▶ Goal
Reproduce each of the entries below word for word.

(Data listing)
— START —

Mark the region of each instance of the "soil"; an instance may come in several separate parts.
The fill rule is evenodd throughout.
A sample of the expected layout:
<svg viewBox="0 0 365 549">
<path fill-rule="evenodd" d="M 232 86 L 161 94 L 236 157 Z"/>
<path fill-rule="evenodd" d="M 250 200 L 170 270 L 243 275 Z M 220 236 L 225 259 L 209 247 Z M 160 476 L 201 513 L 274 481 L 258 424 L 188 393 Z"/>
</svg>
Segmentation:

— END —

▶ The response
Mark the region of each instance of the "soil"; an instance may come in several separate parts.
The fill rule is evenodd throughout.
A sample of the expected layout:
<svg viewBox="0 0 365 549">
<path fill-rule="evenodd" d="M 232 86 L 161 94 L 236 157 Z"/>
<path fill-rule="evenodd" d="M 250 200 L 170 270 L 243 275 Z M 220 236 L 225 259 L 209 247 Z M 160 476 L 201 513 L 274 481 L 258 424 L 188 393 Z"/>
</svg>
Segmentation:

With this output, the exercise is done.